Task goal :: Each line from the one that contains "the white water" to the end of the material must be set down exactly, and no line before it.
** START Supplied records **
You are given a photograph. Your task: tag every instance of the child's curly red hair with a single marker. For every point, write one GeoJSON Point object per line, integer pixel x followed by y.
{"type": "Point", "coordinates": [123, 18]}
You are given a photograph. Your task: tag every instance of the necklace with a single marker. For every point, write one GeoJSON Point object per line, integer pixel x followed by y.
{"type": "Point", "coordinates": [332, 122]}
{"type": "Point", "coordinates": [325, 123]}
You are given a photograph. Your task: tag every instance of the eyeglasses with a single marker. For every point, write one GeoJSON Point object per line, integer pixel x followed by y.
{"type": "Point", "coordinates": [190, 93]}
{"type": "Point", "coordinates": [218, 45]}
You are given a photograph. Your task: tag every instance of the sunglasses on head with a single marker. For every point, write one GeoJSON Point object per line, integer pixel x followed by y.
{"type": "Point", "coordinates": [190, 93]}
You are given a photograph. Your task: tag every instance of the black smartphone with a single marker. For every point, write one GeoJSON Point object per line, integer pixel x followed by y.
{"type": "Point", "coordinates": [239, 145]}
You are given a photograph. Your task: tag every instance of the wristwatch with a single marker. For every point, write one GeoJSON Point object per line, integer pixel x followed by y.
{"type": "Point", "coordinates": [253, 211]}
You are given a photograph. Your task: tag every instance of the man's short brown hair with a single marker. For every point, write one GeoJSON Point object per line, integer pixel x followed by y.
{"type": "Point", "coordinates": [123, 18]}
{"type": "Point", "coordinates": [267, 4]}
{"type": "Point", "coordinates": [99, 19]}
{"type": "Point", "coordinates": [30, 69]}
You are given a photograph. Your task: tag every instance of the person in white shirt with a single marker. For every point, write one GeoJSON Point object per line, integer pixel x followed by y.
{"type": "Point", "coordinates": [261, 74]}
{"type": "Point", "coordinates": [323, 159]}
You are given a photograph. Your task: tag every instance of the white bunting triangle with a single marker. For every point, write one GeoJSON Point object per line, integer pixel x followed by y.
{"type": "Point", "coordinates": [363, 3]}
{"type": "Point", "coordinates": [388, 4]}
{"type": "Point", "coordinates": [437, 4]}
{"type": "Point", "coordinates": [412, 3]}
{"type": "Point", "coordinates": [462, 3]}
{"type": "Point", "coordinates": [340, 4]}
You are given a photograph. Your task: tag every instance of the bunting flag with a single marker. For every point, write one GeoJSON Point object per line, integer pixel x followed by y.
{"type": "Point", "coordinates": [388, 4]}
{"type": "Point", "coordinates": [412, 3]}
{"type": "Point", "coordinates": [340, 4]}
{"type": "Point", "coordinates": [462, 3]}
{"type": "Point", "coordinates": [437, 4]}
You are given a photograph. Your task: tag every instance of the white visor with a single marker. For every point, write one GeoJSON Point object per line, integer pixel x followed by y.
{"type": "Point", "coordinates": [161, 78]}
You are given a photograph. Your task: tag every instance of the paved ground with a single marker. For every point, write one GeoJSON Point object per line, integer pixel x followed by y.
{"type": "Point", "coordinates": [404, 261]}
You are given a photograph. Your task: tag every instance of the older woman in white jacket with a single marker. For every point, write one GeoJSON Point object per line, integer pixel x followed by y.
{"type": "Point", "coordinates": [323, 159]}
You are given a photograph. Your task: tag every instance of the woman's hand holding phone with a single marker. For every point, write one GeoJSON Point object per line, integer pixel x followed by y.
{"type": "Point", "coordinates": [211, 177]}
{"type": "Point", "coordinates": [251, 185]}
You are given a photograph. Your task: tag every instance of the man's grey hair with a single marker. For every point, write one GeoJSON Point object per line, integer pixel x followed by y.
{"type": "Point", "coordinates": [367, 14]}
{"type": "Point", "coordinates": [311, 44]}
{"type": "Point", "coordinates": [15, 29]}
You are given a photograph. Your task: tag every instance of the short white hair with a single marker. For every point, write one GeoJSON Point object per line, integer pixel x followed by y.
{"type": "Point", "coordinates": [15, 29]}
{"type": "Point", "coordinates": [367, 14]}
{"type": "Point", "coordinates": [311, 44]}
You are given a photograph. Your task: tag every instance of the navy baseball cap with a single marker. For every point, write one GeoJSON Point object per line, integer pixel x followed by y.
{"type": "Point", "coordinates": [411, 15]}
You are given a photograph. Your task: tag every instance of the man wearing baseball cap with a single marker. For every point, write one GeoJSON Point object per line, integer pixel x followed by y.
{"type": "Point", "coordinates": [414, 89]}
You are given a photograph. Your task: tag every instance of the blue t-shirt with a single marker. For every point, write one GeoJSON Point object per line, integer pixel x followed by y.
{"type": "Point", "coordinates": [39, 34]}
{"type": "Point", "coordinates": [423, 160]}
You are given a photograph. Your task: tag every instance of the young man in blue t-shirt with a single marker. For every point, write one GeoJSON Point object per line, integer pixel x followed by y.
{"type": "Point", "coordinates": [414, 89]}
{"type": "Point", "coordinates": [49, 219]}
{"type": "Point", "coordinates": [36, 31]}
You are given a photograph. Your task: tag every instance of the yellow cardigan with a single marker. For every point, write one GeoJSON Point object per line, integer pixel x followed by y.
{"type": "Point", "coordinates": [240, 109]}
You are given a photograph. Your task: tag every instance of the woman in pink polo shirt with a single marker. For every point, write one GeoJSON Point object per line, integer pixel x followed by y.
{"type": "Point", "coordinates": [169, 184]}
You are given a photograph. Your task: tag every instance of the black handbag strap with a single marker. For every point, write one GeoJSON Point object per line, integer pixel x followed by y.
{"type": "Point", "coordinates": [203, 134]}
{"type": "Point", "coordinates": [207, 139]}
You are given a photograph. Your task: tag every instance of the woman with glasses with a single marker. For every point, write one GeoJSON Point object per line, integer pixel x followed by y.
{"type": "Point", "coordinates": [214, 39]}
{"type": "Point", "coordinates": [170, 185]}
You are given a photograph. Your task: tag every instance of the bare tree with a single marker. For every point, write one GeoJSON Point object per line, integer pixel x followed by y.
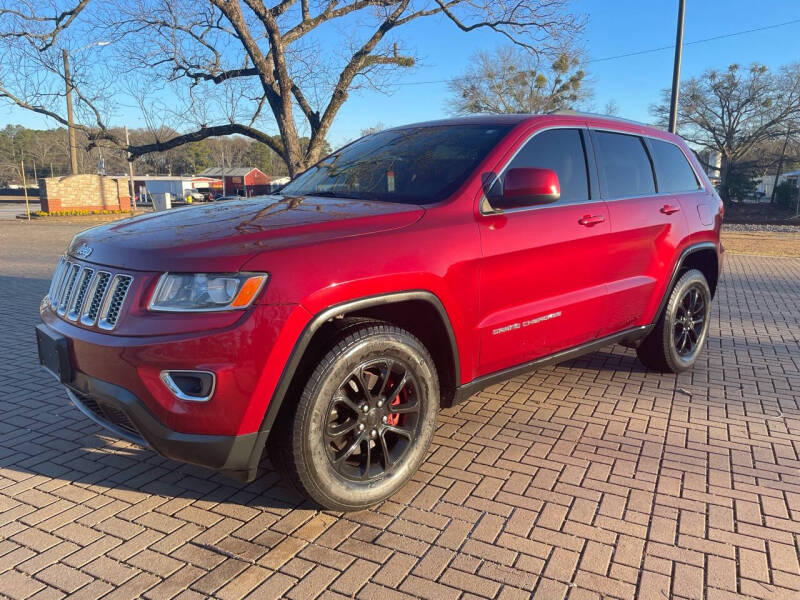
{"type": "Point", "coordinates": [236, 66]}
{"type": "Point", "coordinates": [511, 80]}
{"type": "Point", "coordinates": [734, 112]}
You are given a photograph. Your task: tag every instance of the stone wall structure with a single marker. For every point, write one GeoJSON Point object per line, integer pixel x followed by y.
{"type": "Point", "coordinates": [84, 192]}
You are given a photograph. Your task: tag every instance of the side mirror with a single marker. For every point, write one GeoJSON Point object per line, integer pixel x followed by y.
{"type": "Point", "coordinates": [530, 186]}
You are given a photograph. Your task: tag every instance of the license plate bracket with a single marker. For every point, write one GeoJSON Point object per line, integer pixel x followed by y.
{"type": "Point", "coordinates": [54, 354]}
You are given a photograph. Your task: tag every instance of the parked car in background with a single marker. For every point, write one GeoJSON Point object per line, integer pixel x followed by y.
{"type": "Point", "coordinates": [194, 195]}
{"type": "Point", "coordinates": [403, 273]}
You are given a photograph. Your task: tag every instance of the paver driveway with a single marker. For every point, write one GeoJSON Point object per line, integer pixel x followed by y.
{"type": "Point", "coordinates": [591, 479]}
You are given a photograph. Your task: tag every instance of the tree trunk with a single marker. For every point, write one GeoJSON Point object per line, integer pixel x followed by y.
{"type": "Point", "coordinates": [724, 173]}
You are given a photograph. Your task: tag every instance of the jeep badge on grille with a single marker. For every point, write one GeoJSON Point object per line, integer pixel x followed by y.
{"type": "Point", "coordinates": [83, 251]}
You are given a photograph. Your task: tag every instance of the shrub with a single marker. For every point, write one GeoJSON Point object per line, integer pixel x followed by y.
{"type": "Point", "coordinates": [786, 195]}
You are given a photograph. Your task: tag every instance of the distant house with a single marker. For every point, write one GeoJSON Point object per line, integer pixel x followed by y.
{"type": "Point", "coordinates": [241, 181]}
{"type": "Point", "coordinates": [792, 177]}
{"type": "Point", "coordinates": [177, 186]}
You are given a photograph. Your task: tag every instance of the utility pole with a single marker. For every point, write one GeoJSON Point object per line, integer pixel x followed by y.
{"type": "Point", "coordinates": [130, 171]}
{"type": "Point", "coordinates": [780, 165]}
{"type": "Point", "coordinates": [676, 70]}
{"type": "Point", "coordinates": [25, 190]}
{"type": "Point", "coordinates": [224, 190]}
{"type": "Point", "coordinates": [73, 153]}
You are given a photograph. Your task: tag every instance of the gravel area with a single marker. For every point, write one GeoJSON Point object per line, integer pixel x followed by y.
{"type": "Point", "coordinates": [758, 228]}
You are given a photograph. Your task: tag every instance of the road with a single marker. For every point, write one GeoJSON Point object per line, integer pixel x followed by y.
{"type": "Point", "coordinates": [593, 479]}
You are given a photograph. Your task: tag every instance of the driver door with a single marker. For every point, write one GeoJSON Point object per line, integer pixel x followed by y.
{"type": "Point", "coordinates": [542, 284]}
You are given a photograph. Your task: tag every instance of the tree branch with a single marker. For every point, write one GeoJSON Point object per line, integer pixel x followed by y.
{"type": "Point", "coordinates": [204, 133]}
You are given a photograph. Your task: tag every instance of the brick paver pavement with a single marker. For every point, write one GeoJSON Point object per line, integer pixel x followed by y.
{"type": "Point", "coordinates": [587, 480]}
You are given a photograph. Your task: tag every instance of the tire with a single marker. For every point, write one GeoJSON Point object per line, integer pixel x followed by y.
{"type": "Point", "coordinates": [346, 457]}
{"type": "Point", "coordinates": [682, 329]}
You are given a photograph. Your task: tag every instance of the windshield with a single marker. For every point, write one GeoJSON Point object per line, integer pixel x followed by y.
{"type": "Point", "coordinates": [415, 165]}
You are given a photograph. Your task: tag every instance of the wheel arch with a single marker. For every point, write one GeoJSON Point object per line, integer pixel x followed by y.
{"type": "Point", "coordinates": [704, 257]}
{"type": "Point", "coordinates": [419, 311]}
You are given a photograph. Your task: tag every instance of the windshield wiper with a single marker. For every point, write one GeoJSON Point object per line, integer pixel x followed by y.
{"type": "Point", "coordinates": [329, 194]}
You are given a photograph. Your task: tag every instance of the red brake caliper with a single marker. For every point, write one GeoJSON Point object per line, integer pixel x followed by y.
{"type": "Point", "coordinates": [393, 419]}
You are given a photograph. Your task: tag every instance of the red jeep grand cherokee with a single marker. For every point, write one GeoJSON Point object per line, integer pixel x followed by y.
{"type": "Point", "coordinates": [403, 273]}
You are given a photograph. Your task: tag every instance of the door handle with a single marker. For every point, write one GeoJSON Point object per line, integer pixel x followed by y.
{"type": "Point", "coordinates": [668, 209]}
{"type": "Point", "coordinates": [591, 220]}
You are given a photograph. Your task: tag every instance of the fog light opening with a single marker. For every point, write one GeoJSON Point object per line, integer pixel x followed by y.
{"type": "Point", "coordinates": [192, 386]}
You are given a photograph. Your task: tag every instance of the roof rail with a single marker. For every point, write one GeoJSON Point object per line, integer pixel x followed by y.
{"type": "Point", "coordinates": [579, 113]}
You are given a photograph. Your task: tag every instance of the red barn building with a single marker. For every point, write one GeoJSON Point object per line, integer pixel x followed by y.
{"type": "Point", "coordinates": [241, 181]}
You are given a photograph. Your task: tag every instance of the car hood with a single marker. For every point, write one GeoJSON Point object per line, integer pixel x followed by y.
{"type": "Point", "coordinates": [222, 236]}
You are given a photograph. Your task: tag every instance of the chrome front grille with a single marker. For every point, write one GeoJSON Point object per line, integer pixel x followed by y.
{"type": "Point", "coordinates": [96, 297]}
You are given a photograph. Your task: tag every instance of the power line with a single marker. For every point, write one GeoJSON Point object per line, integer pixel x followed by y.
{"type": "Point", "coordinates": [703, 41]}
{"type": "Point", "coordinates": [649, 51]}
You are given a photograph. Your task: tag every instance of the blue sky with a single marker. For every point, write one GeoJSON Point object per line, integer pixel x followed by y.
{"type": "Point", "coordinates": [613, 28]}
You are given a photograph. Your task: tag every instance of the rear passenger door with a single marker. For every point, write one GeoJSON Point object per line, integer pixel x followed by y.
{"type": "Point", "coordinates": [646, 228]}
{"type": "Point", "coordinates": [542, 282]}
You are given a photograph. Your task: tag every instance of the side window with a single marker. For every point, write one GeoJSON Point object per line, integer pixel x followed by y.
{"type": "Point", "coordinates": [624, 165]}
{"type": "Point", "coordinates": [672, 169]}
{"type": "Point", "coordinates": [561, 150]}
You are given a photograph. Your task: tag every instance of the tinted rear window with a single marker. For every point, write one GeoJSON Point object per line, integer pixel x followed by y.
{"type": "Point", "coordinates": [672, 169]}
{"type": "Point", "coordinates": [416, 165]}
{"type": "Point", "coordinates": [624, 165]}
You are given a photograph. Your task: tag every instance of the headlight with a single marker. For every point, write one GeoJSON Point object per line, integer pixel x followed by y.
{"type": "Point", "coordinates": [204, 292]}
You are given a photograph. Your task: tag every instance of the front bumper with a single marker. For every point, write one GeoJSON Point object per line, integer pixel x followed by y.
{"type": "Point", "coordinates": [119, 411]}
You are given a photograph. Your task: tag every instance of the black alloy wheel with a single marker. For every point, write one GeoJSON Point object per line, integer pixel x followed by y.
{"type": "Point", "coordinates": [690, 319]}
{"type": "Point", "coordinates": [678, 337]}
{"type": "Point", "coordinates": [365, 419]}
{"type": "Point", "coordinates": [373, 420]}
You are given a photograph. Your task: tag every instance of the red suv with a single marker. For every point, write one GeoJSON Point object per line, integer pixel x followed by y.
{"type": "Point", "coordinates": [402, 273]}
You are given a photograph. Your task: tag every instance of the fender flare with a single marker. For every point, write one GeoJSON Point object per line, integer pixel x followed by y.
{"type": "Point", "coordinates": [303, 341]}
{"type": "Point", "coordinates": [679, 263]}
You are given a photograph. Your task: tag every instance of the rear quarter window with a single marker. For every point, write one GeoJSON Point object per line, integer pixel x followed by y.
{"type": "Point", "coordinates": [624, 165]}
{"type": "Point", "coordinates": [673, 172]}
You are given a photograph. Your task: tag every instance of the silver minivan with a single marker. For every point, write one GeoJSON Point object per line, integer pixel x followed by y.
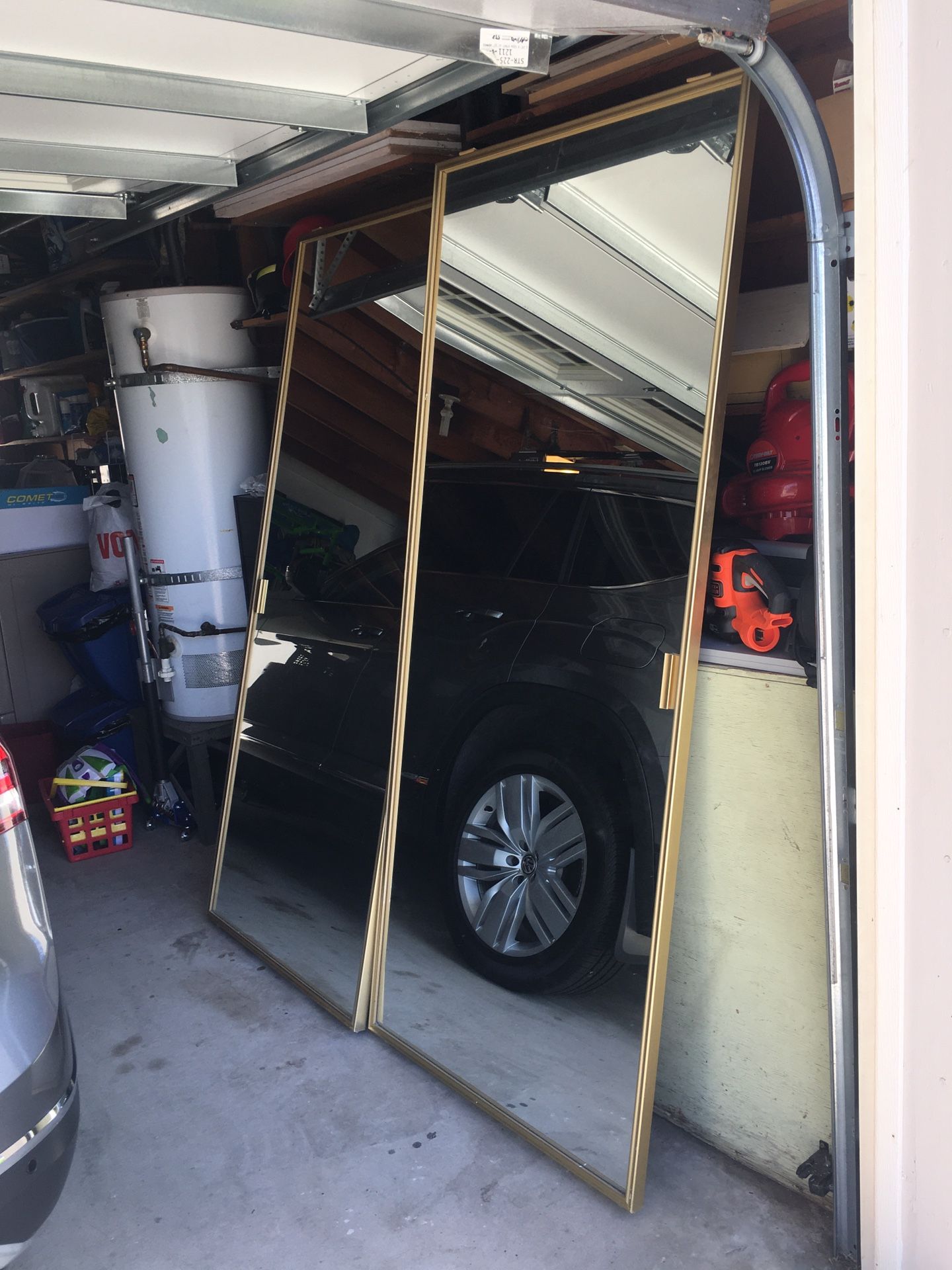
{"type": "Point", "coordinates": [38, 1094]}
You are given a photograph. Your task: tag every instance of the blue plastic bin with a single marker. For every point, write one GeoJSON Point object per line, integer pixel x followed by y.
{"type": "Point", "coordinates": [87, 718]}
{"type": "Point", "coordinates": [92, 628]}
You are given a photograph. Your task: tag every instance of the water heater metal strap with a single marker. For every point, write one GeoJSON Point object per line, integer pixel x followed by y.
{"type": "Point", "coordinates": [182, 579]}
{"type": "Point", "coordinates": [171, 372]}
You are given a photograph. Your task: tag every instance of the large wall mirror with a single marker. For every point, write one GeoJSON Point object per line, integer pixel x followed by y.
{"type": "Point", "coordinates": [575, 312]}
{"type": "Point", "coordinates": [311, 751]}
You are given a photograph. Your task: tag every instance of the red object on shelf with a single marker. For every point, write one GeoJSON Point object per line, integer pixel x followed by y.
{"type": "Point", "coordinates": [93, 828]}
{"type": "Point", "coordinates": [775, 497]}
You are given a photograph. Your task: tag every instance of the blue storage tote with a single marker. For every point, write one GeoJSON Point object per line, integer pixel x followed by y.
{"type": "Point", "coordinates": [92, 628]}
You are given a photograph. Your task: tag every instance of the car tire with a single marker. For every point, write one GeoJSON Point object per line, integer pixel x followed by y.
{"type": "Point", "coordinates": [549, 948]}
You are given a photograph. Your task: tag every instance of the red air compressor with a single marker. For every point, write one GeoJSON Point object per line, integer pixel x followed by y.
{"type": "Point", "coordinates": [775, 497]}
{"type": "Point", "coordinates": [748, 597]}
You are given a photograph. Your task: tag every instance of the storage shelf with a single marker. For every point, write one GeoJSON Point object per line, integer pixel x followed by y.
{"type": "Point", "coordinates": [87, 271]}
{"type": "Point", "coordinates": [63, 366]}
{"type": "Point", "coordinates": [48, 441]}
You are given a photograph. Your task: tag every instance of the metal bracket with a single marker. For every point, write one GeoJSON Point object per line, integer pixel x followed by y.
{"type": "Point", "coordinates": [829, 245]}
{"type": "Point", "coordinates": [171, 372]}
{"type": "Point", "coordinates": [186, 579]}
{"type": "Point", "coordinates": [321, 284]}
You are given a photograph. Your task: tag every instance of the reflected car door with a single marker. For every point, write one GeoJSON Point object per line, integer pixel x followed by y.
{"type": "Point", "coordinates": [619, 607]}
{"type": "Point", "coordinates": [491, 558]}
{"type": "Point", "coordinates": [314, 653]}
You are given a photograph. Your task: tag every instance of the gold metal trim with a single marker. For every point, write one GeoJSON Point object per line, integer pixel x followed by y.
{"type": "Point", "coordinates": [683, 673]}
{"type": "Point", "coordinates": [358, 1015]}
{"type": "Point", "coordinates": [686, 680]}
{"type": "Point", "coordinates": [669, 679]}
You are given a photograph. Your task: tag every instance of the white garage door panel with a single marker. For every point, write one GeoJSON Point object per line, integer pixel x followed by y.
{"type": "Point", "coordinates": [97, 31]}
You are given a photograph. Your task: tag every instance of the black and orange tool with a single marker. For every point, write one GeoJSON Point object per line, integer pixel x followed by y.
{"type": "Point", "coordinates": [750, 600]}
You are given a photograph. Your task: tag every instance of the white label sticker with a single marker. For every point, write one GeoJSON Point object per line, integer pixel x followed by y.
{"type": "Point", "coordinates": [506, 48]}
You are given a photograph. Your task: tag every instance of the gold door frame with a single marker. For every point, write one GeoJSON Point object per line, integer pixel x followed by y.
{"type": "Point", "coordinates": [683, 697]}
{"type": "Point", "coordinates": [357, 1019]}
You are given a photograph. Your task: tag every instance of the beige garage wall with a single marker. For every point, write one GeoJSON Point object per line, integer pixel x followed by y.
{"type": "Point", "coordinates": [744, 1058]}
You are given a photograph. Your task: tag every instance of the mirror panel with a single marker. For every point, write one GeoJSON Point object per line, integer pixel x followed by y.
{"type": "Point", "coordinates": [301, 832]}
{"type": "Point", "coordinates": [579, 316]}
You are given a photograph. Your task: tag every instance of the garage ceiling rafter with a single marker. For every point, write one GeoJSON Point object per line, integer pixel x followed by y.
{"type": "Point", "coordinates": [426, 95]}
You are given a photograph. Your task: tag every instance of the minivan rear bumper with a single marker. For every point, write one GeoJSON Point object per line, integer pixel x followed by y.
{"type": "Point", "coordinates": [33, 1173]}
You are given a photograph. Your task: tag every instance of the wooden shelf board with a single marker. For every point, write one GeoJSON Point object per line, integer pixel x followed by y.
{"type": "Point", "coordinates": [63, 366]}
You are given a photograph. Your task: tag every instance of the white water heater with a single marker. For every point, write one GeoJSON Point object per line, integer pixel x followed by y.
{"type": "Point", "coordinates": [190, 443]}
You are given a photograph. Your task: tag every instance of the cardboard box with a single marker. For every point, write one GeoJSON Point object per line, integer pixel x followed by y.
{"type": "Point", "coordinates": [34, 519]}
{"type": "Point", "coordinates": [837, 114]}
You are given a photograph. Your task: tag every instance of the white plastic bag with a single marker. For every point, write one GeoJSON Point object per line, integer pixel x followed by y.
{"type": "Point", "coordinates": [110, 519]}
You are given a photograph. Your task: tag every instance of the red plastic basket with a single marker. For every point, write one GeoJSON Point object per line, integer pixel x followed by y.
{"type": "Point", "coordinates": [93, 828]}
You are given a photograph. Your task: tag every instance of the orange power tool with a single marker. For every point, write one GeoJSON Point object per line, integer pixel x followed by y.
{"type": "Point", "coordinates": [749, 597]}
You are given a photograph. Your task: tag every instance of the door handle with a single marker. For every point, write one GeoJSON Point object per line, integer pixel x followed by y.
{"type": "Point", "coordinates": [469, 614]}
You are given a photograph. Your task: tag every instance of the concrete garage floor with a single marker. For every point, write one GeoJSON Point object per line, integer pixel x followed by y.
{"type": "Point", "coordinates": [229, 1122]}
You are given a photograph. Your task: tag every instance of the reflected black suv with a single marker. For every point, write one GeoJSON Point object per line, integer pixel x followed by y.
{"type": "Point", "coordinates": [536, 747]}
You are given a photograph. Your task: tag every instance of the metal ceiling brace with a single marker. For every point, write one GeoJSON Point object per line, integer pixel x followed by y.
{"type": "Point", "coordinates": [61, 79]}
{"type": "Point", "coordinates": [404, 103]}
{"type": "Point", "coordinates": [41, 202]}
{"type": "Point", "coordinates": [58, 158]}
{"type": "Point", "coordinates": [829, 240]}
** END Supplied records **
Result of this task ::
You are given a photograph. Your task: tag every instance of the white water heater with a single marker. For every point, write one GeoJSON Point object per line, integer pixel x followed by y.
{"type": "Point", "coordinates": [190, 443]}
You are given a photograph. Your task: tag every instance of the cardboard box with a single marker. For every point, write one GeoJSON Point object per line, integer pixel x followed by y.
{"type": "Point", "coordinates": [34, 519]}
{"type": "Point", "coordinates": [837, 114]}
You are given a photograph. Your task: tag every instance of the white plastic bag with a single marker. For every point, write one GeoJSON Point object per line, integer pixel x followed by y.
{"type": "Point", "coordinates": [110, 519]}
You are given a photograph. Your task: tag every instance of the red plastic basket with a single marker. For every point, write one GeoJSON Point object per line, integer pixel x followed by y.
{"type": "Point", "coordinates": [93, 828]}
You are given a photograph. Your task: tag every instance of the orange power tool with a single marker. For every point, write one GeoJSON Point object per line, integer pixel x followed by y.
{"type": "Point", "coordinates": [749, 597]}
You are given a photograph. Your task: tag every instance of the door handle with a single marker. For every point, write one GeoJSON Point object per line, integer pixel x followed by y.
{"type": "Point", "coordinates": [469, 614]}
You are given a photograph. Your task: tag every instance of the concrete garage floor with a single marker. For every point, write one GeoJSON Point object per line, integer pixel x followed by y.
{"type": "Point", "coordinates": [229, 1122]}
You are given a photograph. Your task: tag every instance of the reflected black suv with a single marker. For every point, write one GeoJSON Point object per line, integer pixel x followed by y.
{"type": "Point", "coordinates": [536, 747]}
You are given a photograph. Your task: tag every instance of the metal ceiling brace with a single marker. For every point, write one GeoJSON Point object per line, integer pixel x followed by y.
{"type": "Point", "coordinates": [61, 79]}
{"type": "Point", "coordinates": [404, 103]}
{"type": "Point", "coordinates": [41, 202]}
{"type": "Point", "coordinates": [58, 158]}
{"type": "Point", "coordinates": [829, 240]}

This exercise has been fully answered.